=== Task statement ===
Recast the records below as a numbered list, one line per item, and drop any blank lines.

=== Data extract ===
## start

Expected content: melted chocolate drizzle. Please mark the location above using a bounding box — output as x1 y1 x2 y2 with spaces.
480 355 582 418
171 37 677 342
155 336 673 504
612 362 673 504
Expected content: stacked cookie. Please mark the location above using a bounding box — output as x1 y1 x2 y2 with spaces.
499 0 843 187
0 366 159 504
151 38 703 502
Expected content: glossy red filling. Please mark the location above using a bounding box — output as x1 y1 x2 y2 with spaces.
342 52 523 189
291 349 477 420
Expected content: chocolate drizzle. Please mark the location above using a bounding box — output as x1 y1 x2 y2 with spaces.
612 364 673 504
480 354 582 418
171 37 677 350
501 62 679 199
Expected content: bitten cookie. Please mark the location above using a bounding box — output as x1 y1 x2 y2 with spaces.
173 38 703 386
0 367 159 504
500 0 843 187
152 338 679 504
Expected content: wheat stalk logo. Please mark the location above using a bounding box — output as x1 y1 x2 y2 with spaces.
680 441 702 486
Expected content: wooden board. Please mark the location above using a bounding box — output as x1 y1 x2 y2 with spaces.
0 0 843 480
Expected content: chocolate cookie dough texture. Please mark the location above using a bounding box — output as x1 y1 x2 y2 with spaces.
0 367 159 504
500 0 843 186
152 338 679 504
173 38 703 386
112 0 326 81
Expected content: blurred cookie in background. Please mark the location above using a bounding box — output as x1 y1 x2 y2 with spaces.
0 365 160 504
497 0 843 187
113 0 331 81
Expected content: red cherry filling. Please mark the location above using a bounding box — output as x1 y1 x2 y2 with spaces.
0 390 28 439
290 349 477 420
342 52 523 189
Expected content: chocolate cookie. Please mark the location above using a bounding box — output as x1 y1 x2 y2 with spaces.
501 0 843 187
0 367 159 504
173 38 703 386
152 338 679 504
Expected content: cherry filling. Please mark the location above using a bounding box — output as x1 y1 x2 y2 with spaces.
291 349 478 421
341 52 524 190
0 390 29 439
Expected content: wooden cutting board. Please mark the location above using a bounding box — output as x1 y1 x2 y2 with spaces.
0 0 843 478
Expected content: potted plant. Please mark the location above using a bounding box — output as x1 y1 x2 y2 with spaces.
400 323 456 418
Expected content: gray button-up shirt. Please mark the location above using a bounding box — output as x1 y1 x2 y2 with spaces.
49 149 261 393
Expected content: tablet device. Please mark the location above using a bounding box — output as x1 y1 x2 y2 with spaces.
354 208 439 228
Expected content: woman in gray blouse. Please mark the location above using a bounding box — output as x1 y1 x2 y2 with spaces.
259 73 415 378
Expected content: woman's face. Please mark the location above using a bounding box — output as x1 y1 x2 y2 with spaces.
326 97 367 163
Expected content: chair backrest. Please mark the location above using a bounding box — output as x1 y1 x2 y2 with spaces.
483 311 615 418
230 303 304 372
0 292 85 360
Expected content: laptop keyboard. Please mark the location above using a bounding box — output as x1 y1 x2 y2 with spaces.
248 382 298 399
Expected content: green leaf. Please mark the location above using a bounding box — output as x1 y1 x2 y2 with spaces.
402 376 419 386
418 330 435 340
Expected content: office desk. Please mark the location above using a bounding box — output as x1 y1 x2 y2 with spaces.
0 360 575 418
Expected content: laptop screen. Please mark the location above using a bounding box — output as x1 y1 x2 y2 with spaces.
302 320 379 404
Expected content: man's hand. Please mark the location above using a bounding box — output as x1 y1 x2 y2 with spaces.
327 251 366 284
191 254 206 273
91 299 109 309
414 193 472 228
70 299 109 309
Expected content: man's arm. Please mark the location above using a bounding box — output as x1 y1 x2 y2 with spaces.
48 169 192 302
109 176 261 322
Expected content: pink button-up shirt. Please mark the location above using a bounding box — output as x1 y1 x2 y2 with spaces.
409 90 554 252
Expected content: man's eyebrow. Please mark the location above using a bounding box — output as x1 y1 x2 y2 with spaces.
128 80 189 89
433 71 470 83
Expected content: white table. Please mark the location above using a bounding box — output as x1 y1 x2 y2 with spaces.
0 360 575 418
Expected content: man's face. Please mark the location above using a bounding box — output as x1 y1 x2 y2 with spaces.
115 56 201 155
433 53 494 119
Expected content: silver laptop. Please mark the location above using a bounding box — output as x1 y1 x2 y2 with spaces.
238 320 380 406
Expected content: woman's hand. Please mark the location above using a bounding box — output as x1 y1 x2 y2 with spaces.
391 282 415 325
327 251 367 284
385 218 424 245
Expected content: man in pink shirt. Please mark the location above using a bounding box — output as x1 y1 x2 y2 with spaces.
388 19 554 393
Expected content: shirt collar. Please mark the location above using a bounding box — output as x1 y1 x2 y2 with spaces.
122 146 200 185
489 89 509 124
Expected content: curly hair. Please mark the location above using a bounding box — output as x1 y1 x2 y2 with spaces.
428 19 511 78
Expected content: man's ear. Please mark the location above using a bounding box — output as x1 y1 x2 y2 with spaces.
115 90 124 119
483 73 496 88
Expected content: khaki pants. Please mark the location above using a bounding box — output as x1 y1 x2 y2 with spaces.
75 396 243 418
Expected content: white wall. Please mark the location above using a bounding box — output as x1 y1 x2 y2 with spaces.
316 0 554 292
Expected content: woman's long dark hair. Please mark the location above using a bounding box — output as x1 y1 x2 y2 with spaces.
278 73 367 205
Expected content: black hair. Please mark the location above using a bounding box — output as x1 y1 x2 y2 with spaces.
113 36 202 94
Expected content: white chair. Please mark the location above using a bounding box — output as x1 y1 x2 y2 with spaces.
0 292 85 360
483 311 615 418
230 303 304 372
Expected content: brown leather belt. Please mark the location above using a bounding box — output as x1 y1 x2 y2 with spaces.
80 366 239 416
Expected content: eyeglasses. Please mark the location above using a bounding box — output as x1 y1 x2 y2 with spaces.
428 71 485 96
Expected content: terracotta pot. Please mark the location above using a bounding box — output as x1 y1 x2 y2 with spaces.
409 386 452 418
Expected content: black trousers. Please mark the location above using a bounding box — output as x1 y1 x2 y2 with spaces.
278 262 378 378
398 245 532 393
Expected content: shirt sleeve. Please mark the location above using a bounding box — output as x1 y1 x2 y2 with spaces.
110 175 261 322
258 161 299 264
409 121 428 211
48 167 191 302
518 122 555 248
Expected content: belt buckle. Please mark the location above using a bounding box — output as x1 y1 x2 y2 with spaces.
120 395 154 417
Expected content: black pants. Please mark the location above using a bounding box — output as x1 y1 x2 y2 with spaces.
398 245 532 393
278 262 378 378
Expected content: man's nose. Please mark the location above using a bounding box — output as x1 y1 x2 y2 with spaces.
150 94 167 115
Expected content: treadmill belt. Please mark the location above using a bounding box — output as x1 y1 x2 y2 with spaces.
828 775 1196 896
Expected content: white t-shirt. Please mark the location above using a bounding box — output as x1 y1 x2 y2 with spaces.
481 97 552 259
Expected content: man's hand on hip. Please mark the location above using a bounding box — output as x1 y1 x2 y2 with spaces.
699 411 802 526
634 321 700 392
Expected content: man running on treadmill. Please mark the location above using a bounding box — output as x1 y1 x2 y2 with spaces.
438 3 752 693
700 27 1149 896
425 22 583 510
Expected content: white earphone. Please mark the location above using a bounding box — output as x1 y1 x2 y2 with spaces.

## end

=== Worked solution ===
1. Expected content: melted chocolate drizzle. Please mark the location above using a bounding box — output as x1 y1 x2 y2 with spaces.
2. 480 355 582 418
3. 171 37 677 342
4. 155 336 673 504
5. 612 362 673 504
6. Expected content: stacked cookie. Please mark the location above using a bounding box — output as x1 y1 x2 y2 with spaces.
7. 499 0 843 187
8. 0 366 159 504
9. 151 38 703 502
10. Expected content: glossy red filling. Please mark the location above using a bounding box — output as x1 y1 x2 y2 with spaces.
11. 342 52 523 189
12. 291 349 477 420
13. Expected content: chocolate drizzle. Please mark the location above using a bounding box — output as x1 y1 x2 y2 with spaces.
14. 612 364 673 504
15. 480 354 582 418
16. 171 37 677 350
17. 501 62 679 199
18. Expected content: bitten cookie. Please mark the location above using a bounding box — output as x1 y1 x2 y2 with spaces.
19. 173 38 703 386
20. 0 367 159 504
21. 500 0 843 187
22. 152 338 679 504
23. Expected content: wheat stalk logo. Please mark the location above using a bounding box — output as x1 y1 x2 y2 with spaces.
24. 680 441 702 486
25. Expected content: wooden board. Please mark the location above using a bounding box — output as x1 y1 x2 y2 with spaces.
26. 0 0 843 480
27. Expected content: chocolate cookie dough texture. Please mark the location above using a bounding box — output as x1 y1 x2 y2 with spaces.
28. 0 367 159 504
29. 500 0 843 186
30. 152 338 679 504
31. 173 38 703 386
32. 112 0 326 81
33. Expected content: blurred cookie in background. Please mark the location above using a bounding box — output as x1 y1 x2 y2 with spaces.
34. 0 365 160 504
35. 497 0 843 187
36. 113 0 331 81
37. Expected content: red cherry filling. Please mark the location above using a bounding box — output as x1 y1 x2 y2 with spaces.
38. 0 390 28 439
39. 290 349 477 420
40. 342 52 523 189
41. Expected content: chocolate cookie. Please mark the location above using a bounding box — output as x1 y1 x2 y2 with spaces.
42. 501 0 843 187
43. 0 367 159 504
44. 173 38 703 386
45. 152 338 679 504
46. Expected content: cherry filling. Please mark the location above using a bounding box — output as x1 y1 x2 y2 with spaces.
47. 291 349 478 421
48. 341 52 524 190
49. 0 390 29 439
50. Expected content: wooden cutting board. Please mark the location above using a bounding box — output as x1 y1 x2 y2 with spaces.
51. 0 0 843 478
52. Expected content: potted plant. Please mark the location above using a bounding box — output as x1 y1 x2 y2 with spaces.
53. 400 323 456 418
54. Expected content: gray button-up shirt. Please mark the location above using a bounding box — output as x1 y1 x2 y2 with spaces.
55. 49 149 261 393
56. Expected content: tablet device. Please mark the location above using a bounding box — output as x1 y1 x2 y2 with spaces.
57. 354 208 439 228
58. Expected content: woman in gray blouse. Please mark the location above using a bounding box — output as x1 y1 x2 y2 with spaces.
59. 259 73 415 378
60. Expected content: woman's face. Please mark the location above using a bounding box — output as x1 y1 x2 y2 with spaces.
61. 326 97 367 163
62. Expected content: chair backrest. Please mark the location above using a bounding box — output as x1 y1 x2 y2 with spaces.
63. 483 311 615 418
64. 230 303 304 372
65. 0 292 85 360
66. Expected content: laptop keyboard. Please mark the location above using a bounding box — output as x1 y1 x2 y2 with spaces.
67. 248 382 298 399
68. Expected content: green leaf. Please mark the location above using a bounding box — output as x1 y1 x2 y2 with spaces.
69. 402 376 419 386
70. 418 330 435 340
71. Expected content: office desk. Please mark the location above using a bounding box — output as x1 y1 x2 y2 with spaces.
72. 0 360 575 418
73. Expected content: laptop screen. Please mark the location above using a bounding box — output as x1 y1 x2 y2 with spaces.
74. 302 320 379 404
75. Expected content: man's hand. Please mark the location above using a bounding box — output as x1 y1 x2 y2 with spaces.
76. 327 251 366 284
77. 191 254 206 273
78. 91 299 109 309
79. 414 193 472 228
80. 70 299 109 309
81. Expected content: man's arm. Please mark the location above using a bounding box — output as x1 y1 x2 y2 with spaces.
82. 48 169 192 302
83. 109 176 261 322
84. Expected content: pink button-up shirt. Please mark the location above using a bounding box — output as x1 y1 x2 y2 with spaces.
85. 409 90 554 252
86. Expected content: man's eyebrow. Please mark the location above using a bounding box — output as x1 y1 x2 y2 with spaces.
87. 128 80 189 89
88. 433 71 470 83
89. Expected content: white table. Please mark the location above using a bounding box — output as x1 y1 x2 y2 with spaces.
90. 0 360 575 418
91. Expected content: man's face. Please mark the location above using a bounding box — output as x1 y1 x2 y2 with spaces.
92. 115 56 201 155
93. 433 53 494 119
94. Expected content: silver laptop. Please mark the location above using a bounding box — output as x1 y1 x2 y2 with spaces.
95. 238 320 380 406
96. Expected content: woman's hand. Please mark the location above using a bounding box — output as x1 y1 x2 y2 with spaces.
97. 391 282 415 325
98. 327 251 367 284
99. 385 218 424 245
100. Expected content: man in pink shirt. Please mark the location above using a bounding box — output as x1 y1 x2 y2 with spaces.
101. 388 19 554 393
102. Expected content: shirt collar. Please mark the location above using a bounding box — output as x1 y1 x2 y2 with spaces.
103. 122 146 200 185
104. 489 89 509 124
105. Expected content: curly hair. Please mark the location above using a bounding box — output as x1 y1 x2 y2 with spaces.
106. 428 19 511 78
107. Expected content: man's ear. Please mark the location above using a bounding box — output as x1 y1 x2 y2 with spaces.
108. 115 90 124 119
109. 483 73 496 88
110. Expected content: khaki pants. Please mark the location above using a bounding box — output as x1 y1 x2 y2 with spaces.
111. 75 396 243 418
112. Expected content: white wall. Please mark the location above using a bounding box — output as x1 y1 x2 y2 with spaces.
113. 316 0 554 292
114. Expected content: woman's long dark hair. Please mark the location above using a bounding box — output as x1 y1 x2 y2 with spaces.
115. 278 73 367 205
116. Expected content: black hair. Please mark the location above using a bounding box — output as x1 y1 x2 y2 with spaces.
117. 113 36 202 94
118. Expected content: white chair. Please mark the location above using a bounding box — output as x1 y1 x2 y2 with spaces.
119. 0 292 85 360
120. 483 311 615 418
121. 230 303 304 372
122. Expected content: brown leather belt. Please mark the location above using a bounding box — output as x1 y1 x2 y2 with spaces.
123. 80 366 239 416
124. Expected content: eyeglasses. Please mark the location above using a bounding box — output as x1 y1 x2 y2 with spaces.
125. 428 71 485 96
126. Expected content: terracotta pot. Please mark the location above using a bounding box — output as x1 y1 x2 y2 with spaces.
127. 409 386 452 418
128. Expected content: black trousers. Please mark the location above using a bounding box — output as x1 y1 x2 y2 with spaces.
129. 278 262 378 378
130. 398 245 532 393
131. Expected content: shirt sleeve. Please mark the location above using a bounding box — output as x1 y1 x2 y2 with spaces.
132. 110 175 261 322
133. 258 161 299 264
134. 409 121 428 211
135. 48 167 191 302
136. 518 122 555 248
137. Expected content: belt buckle. Please mark the location above using a bounding box — output as x1 y1 x2 y2 with spaces.
138. 120 395 154 417
139. Expected content: black pants. Please mark the location above using a bounding box — output as x1 y1 x2 y2 with spaces.
140. 398 245 532 393
141. 278 262 378 378
142. Expected content: man's nose. Please mark the location above using a bounding box — output as x1 y1 x2 y2 with spaces.
143. 150 94 167 115
144. Expected content: treadmill belt. Please mark the location above using a bounding box — output as x1 y1 x2 y2 with spaces.
145. 828 775 1196 896
146. Expected content: white t-shirt. Please mark the location above using a bounding box — output as x1 y1 x2 y2 with spaces.
147. 481 97 552 259
148. Expected content: man's hand on hip. Please mark the location above using a bounding box — output as x1 y1 x2 y2 with spaces.
149. 699 411 802 526
150. 634 321 700 392
151. Expected content: man running on treadmill. Please mark the location above using a bounding box — output as x1 y1 x2 y2 with spaces.
152. 438 3 752 693
153. 700 27 1149 896
154. 425 22 583 510
155. Expected content: white earphone. Please mark the location above using a bounding box — output as x1 y1 x2 y2 with spaces.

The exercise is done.